RECORDS FOR THE TASK:
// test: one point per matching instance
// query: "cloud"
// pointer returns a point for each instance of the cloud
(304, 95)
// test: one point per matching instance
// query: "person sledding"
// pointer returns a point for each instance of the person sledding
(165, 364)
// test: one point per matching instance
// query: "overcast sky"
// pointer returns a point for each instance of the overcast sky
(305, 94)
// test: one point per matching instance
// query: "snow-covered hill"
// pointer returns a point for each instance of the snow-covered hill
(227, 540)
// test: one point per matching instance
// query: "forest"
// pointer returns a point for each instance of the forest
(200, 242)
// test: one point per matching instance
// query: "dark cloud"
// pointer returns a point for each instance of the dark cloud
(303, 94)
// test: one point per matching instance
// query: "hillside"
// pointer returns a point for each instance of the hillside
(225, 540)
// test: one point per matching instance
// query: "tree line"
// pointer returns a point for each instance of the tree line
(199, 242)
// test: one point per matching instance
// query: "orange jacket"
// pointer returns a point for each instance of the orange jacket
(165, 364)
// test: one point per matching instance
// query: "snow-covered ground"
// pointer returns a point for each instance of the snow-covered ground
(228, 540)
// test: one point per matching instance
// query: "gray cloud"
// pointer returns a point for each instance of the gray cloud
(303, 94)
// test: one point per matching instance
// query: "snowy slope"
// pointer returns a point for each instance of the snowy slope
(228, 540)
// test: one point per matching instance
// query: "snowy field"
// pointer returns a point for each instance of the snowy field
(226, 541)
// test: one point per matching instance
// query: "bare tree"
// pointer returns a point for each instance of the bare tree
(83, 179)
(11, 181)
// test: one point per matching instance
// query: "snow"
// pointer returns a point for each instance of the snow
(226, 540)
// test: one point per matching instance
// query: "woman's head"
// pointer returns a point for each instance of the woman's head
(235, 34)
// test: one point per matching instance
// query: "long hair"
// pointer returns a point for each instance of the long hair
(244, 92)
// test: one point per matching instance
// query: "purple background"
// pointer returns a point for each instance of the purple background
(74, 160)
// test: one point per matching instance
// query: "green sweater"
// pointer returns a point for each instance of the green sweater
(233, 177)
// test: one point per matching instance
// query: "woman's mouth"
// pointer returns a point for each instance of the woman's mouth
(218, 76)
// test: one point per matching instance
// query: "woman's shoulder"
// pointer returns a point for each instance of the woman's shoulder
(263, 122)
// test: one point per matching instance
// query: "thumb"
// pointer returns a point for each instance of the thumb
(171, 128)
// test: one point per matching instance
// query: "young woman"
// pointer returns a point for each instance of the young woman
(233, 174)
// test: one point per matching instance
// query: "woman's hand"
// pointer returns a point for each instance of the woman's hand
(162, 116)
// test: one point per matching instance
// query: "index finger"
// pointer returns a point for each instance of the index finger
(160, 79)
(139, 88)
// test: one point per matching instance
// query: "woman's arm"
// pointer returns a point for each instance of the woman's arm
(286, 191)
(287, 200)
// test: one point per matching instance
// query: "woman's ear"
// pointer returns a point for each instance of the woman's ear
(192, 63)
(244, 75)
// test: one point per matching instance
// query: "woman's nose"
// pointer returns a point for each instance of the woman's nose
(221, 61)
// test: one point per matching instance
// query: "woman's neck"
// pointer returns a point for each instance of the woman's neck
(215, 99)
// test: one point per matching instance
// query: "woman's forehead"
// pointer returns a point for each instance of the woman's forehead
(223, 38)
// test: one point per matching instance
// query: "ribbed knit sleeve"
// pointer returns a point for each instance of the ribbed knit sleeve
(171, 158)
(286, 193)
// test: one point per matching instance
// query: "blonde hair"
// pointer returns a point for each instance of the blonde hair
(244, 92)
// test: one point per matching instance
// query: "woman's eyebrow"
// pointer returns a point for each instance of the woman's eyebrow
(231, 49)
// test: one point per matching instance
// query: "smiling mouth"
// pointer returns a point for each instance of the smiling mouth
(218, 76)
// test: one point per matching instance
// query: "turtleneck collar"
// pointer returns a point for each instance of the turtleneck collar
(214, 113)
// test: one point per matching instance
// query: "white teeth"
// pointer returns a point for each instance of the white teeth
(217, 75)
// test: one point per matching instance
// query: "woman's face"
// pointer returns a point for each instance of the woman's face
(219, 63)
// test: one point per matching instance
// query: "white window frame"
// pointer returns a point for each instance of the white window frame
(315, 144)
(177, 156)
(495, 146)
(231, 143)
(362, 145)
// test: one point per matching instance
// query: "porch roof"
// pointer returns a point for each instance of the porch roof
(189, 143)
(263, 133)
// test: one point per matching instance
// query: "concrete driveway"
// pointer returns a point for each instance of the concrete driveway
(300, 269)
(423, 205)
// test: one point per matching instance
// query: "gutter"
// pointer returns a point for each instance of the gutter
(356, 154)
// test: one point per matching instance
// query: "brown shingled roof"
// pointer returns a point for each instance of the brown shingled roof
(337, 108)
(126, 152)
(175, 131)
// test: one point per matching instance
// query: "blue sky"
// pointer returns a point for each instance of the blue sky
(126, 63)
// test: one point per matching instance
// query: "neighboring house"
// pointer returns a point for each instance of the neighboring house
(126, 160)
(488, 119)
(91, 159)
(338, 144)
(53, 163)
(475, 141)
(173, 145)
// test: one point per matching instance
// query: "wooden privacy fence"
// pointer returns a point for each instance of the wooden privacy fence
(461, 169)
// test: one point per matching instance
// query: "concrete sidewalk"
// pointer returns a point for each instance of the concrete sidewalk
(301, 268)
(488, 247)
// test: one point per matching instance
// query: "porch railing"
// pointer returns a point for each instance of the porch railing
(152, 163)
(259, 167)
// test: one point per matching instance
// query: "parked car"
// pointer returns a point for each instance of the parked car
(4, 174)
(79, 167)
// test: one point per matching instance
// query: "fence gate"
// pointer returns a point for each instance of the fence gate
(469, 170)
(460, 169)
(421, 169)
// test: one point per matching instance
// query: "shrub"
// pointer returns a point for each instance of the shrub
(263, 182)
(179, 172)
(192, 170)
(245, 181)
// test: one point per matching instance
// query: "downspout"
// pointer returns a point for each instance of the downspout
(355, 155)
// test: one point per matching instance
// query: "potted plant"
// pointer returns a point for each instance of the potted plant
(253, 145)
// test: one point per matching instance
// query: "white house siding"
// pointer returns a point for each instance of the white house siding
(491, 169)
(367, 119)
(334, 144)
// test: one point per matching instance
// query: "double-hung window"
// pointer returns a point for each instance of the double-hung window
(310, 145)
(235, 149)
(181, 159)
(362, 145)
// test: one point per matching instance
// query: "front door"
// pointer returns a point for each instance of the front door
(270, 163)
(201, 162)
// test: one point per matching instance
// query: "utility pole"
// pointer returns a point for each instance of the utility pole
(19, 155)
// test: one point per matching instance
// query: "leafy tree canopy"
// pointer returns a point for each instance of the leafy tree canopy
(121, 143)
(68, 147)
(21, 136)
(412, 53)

WHAT THE EXERCISE ASKS: Retype all of the records above, keeping them identical.

YOUR RESPONSE:
// test: one point per matching instance
// query: "cloud"
// pointer returns a point for each instance of the cloud
(304, 95)
// test: one point per matching instance
// query: "person sledding"
// pointer returns a point for each instance of the person sledding
(165, 364)
// test: one point per matching instance
// query: "overcast sky"
// pointer returns a point for each instance of the overcast sky
(305, 94)
// test: one point per matching instance
// query: "snow-covered hill"
// pointer returns a point for each instance of the snow-covered hill
(227, 540)
// test: one point per matching instance
// query: "forest"
// pointer returns a point for each instance of the forest
(200, 242)
// test: one point per matching instance
// query: "dark cloud"
// pointer returns a point for each instance of the dark cloud
(303, 94)
// test: one point per matching instance
// query: "hillside"
// pointer returns a point for each instance of the hillside
(225, 540)
// test: one point per matching instance
// query: "tree line"
// pointer returns a point for each instance of the tree line
(199, 242)
// test: one point per matching instance
// query: "orange jacket"
// pointer returns a point for each instance of the orange jacket
(165, 364)
// test: one point per matching instance
// query: "snow-covered ground"
// pointer returns a point for each instance of the snow-covered ground
(228, 540)
// test: one point per matching instance
// query: "gray cloud"
// pointer returns a point for each instance of the gray cloud
(303, 94)
// test: one point per matching instance
// query: "snowy slope"
// pointer returns a point for each instance of the snowy slope
(228, 540)
// test: one point per matching instance
// query: "snowy field"
// pointer returns a point for each instance of the snowy field
(226, 541)
// test: one point per matching instance
// query: "bare tree"
// pointer returns a point for each instance of the bare tree
(83, 179)
(11, 181)
// test: one point per matching instance
// query: "snow"
// pointer returns a point for each instance of the snow
(226, 540)
// test: one point per matching instance
// query: "woman's head"
// pointer returns a point for each instance of the woman's head
(235, 34)
// test: one point per matching instance
// query: "long hair"
// pointer returns a point for each instance of the long hair
(244, 92)
// test: one point per matching instance
// query: "purple background"
// pointer returns a point for each instance of the purple background
(74, 160)
// test: one point per matching instance
// query: "green sweater"
// pointer returns a point for each instance of the green sweater
(233, 177)
// test: one point per matching instance
// query: "woman's mouth"
// pointer returns a point for each instance of the woman's mouth
(218, 76)
// test: one point per matching instance
// query: "woman's shoulder"
// pointer returns a point for each instance of the woman's shoulder
(263, 122)
// test: one point per matching instance
// query: "thumb"
// pointer returns a point for each instance of the thumb
(171, 128)
// test: one point per matching instance
// query: "young woman"
// pointer returns a point for each instance of the young woman
(233, 174)
// test: one point per matching instance
// query: "woman's hand"
// pointer returns a point for each instance of the woman's hand
(162, 116)
// test: one point per matching instance
// query: "index finger"
// pointer returns a point for each instance of the index finger
(160, 79)
(139, 88)
// test: one point per matching instance
// query: "woman's arm"
// pointer returns a point for each instance of the woman's arm
(286, 191)
(287, 200)
// test: one point per matching instance
// query: "woman's ear"
// pointer returns a point for each instance of the woman's ear
(192, 63)
(244, 75)
// test: one point per matching instance
// query: "woman's nose"
// pointer returns a point for each instance of the woman's nose
(221, 61)
// test: one point per matching instance
// query: "woman's neck"
// pointer returns a point for each instance of the woman's neck
(215, 99)
// test: one point per matching instance
// query: "woman's forehead"
// pointer returns a point for each instance of the woman's forehead
(223, 38)
// test: one point per matching instance
// query: "ribbed knit sleeve"
// pointer returns a point for each instance of the ribbed knit sleeve
(171, 158)
(286, 193)
// test: one point per matching instance
// query: "blonde hair"
// pointer returns a point for each instance of the blonde hair
(244, 92)
// test: one point per matching instance
// query: "woman's eyebrow"
// pointer returns a point for each instance of the woman's eyebrow
(231, 49)
// test: one point per matching instance
// query: "smiling mouth"
// pointer returns a point for each instance of the smiling mouth
(218, 76)
// test: one point per matching instance
// query: "turtleneck collar"
// pointer returns a point for each instance of the turtleneck collar
(214, 113)
// test: one point per matching instance
// query: "white teeth"
// pointer returns a point for each instance of the white teeth
(217, 75)
// test: one point per matching instance
// query: "woman's face"
// pointer returns a point for each instance of the woman's face
(219, 63)
// test: one point per matching instance
// query: "white window frame"
// pointer returns a point for each instance of the white window frame
(315, 144)
(177, 156)
(495, 146)
(231, 143)
(362, 145)
// test: one point per matching instance
// query: "porch roof"
// pointer returns a point for each instance of the porch roof
(189, 143)
(263, 133)
// test: one point per matching instance
// query: "concrete driveway"
// pointer returns a point for each instance of the concrete driveway
(300, 269)
(423, 205)
// test: one point per matching instance
// query: "gutter"
// pointer returns a point for each instance of the gutter
(356, 154)
// test: one point per matching instance
// query: "brown shingled roof"
// pointer returns a point for each instance of the brown shingled roof
(337, 108)
(126, 152)
(175, 131)
// test: one point per matching instance
// query: "blue sky"
// pointer returns a point for each instance of the blue sky
(126, 63)
// test: one point per matching instance
// query: "neighboring house"
// pointer returns a point for each instance of the neighboring house
(126, 160)
(488, 119)
(91, 159)
(338, 144)
(53, 163)
(475, 141)
(173, 145)
// test: one point per matching instance
// query: "wooden privacy fence"
// pointer returns a point for each instance of the wooden privacy fence
(461, 169)
// test: one point per matching instance
// query: "concrete sidewalk"
// pointer returns a point for each instance of the concrete sidewalk
(301, 268)
(488, 247)
// test: one point per matching instance
// query: "porch railing"
// pointer returns a point for each instance of the porch railing
(152, 163)
(259, 167)
// test: one point per matching instance
// query: "parked car"
// pointer returns a point for each instance of the parked car
(4, 174)
(79, 167)
// test: one point per matching instance
// query: "fence gate"
// pointer returns a point for each instance of the fence gate
(469, 170)
(460, 169)
(421, 169)
// test: one point per matching instance
// query: "shrub"
// pointer returns a point for each instance of the shrub
(263, 182)
(179, 172)
(192, 170)
(245, 181)
// test: one point per matching instance
// query: "downspout"
// pointer returns a point for each instance of the downspout
(355, 155)
// test: one point per matching instance
// query: "potted plant"
// pointer returns a point for each instance of the potted plant
(253, 145)
// test: one point per matching instance
// query: "white house siding"
// pointer returns a point for each instance of the white house siding
(491, 169)
(367, 119)
(334, 144)
// test: one point per matching instance
// query: "double-hung window"
// pointer returns a point for each instance of the double-hung window
(310, 145)
(235, 149)
(181, 159)
(362, 145)
// test: one point per matching instance
// query: "front door"
// pointer returns a point for each instance of the front door
(270, 163)
(201, 162)
// test: one point per matching instance
// query: "utility pole"
// pointer returns a point for each instance of the utility pole
(19, 155)
// test: one point per matching instance
// query: "leafy tree canopy"
// pointer returns a point for each instance of the leafy tree canopy
(121, 143)
(68, 147)
(21, 136)
(412, 53)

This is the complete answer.